[INFORMATION SHOWN Boundary: Start]

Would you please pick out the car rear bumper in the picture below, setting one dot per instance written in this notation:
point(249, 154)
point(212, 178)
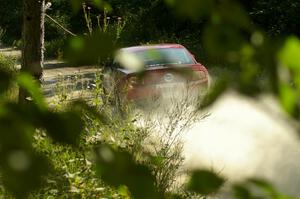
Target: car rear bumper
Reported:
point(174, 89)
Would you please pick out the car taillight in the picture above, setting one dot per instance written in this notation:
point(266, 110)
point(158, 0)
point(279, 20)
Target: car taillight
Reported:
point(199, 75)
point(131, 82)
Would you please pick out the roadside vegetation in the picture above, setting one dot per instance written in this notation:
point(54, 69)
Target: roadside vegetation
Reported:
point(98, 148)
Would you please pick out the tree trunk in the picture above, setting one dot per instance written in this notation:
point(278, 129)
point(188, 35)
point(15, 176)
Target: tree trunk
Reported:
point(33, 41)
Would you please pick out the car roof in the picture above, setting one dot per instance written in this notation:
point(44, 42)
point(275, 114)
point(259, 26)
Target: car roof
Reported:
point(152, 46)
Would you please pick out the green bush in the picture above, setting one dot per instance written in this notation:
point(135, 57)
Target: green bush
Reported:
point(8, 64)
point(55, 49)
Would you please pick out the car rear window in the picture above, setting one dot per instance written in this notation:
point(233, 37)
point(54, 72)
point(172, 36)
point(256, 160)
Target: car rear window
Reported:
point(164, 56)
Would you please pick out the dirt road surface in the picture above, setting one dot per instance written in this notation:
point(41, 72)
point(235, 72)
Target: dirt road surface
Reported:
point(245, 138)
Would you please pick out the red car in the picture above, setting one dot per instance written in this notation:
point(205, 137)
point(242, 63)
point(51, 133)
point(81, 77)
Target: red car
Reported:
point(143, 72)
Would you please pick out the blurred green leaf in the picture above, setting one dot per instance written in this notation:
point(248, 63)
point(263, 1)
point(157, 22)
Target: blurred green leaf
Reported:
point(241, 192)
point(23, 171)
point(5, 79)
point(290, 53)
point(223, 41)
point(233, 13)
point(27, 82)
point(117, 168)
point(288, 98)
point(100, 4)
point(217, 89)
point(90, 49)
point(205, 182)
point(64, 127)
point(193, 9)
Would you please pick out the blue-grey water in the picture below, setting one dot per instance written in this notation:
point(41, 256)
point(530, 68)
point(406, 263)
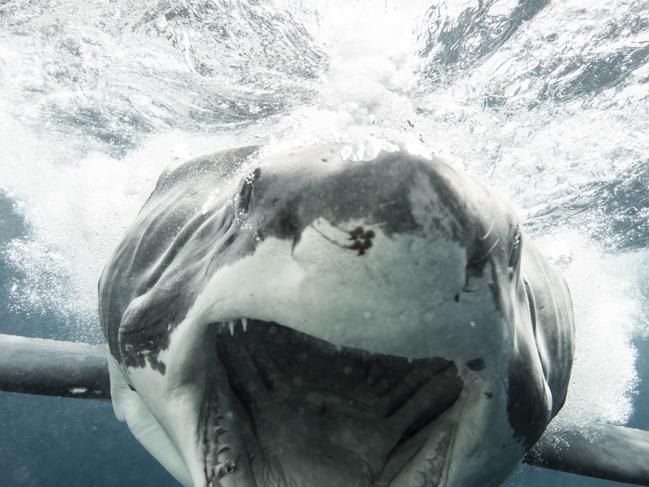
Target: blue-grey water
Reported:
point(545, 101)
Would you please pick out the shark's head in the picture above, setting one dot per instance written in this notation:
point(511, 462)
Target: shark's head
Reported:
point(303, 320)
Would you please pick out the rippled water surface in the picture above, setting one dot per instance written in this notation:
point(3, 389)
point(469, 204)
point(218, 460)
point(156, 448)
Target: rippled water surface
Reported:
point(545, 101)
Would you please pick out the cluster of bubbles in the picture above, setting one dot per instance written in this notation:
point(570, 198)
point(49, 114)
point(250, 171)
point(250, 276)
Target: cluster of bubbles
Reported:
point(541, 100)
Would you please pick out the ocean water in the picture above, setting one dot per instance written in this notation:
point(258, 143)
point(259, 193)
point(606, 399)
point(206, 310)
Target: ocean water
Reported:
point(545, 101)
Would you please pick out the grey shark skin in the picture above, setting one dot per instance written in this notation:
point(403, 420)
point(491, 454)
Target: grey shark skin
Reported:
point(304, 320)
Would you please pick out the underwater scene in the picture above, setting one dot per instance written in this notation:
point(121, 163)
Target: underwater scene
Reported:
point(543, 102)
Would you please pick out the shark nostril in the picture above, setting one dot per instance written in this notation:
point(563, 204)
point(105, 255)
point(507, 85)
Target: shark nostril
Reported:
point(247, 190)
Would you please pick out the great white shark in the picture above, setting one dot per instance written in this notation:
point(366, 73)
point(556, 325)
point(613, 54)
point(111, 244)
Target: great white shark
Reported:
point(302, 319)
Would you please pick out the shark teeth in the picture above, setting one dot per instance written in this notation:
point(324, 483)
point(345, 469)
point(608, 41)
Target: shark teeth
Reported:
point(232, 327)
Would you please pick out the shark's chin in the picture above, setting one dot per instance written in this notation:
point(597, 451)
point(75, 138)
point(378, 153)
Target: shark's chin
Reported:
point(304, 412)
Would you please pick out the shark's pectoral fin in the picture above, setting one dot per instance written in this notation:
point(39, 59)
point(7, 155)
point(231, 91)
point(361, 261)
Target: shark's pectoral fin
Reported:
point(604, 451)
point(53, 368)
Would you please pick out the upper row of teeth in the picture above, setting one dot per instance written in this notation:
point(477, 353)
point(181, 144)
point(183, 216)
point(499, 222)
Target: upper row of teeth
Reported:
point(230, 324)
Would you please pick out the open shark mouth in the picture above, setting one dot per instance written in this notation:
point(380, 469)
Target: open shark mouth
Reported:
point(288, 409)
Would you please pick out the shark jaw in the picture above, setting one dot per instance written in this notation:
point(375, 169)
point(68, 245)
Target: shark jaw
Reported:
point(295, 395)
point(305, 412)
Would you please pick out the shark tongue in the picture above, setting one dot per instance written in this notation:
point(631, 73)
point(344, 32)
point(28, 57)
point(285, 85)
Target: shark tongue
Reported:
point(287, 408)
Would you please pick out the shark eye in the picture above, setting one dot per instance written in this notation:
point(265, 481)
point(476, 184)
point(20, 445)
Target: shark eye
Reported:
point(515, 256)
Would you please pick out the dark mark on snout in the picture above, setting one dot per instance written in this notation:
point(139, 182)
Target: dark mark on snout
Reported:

[INFORMATION SHOWN Boundary: End]

TASK TO COMPLETE: The answer must consist of every line from the data that holds the string "cluster".

REPLY TO THE EXERCISE:
Would you please pick out the cluster of bubbles in the picture above, setting one dot per instance written in this notation:
Target: cluster of bubbles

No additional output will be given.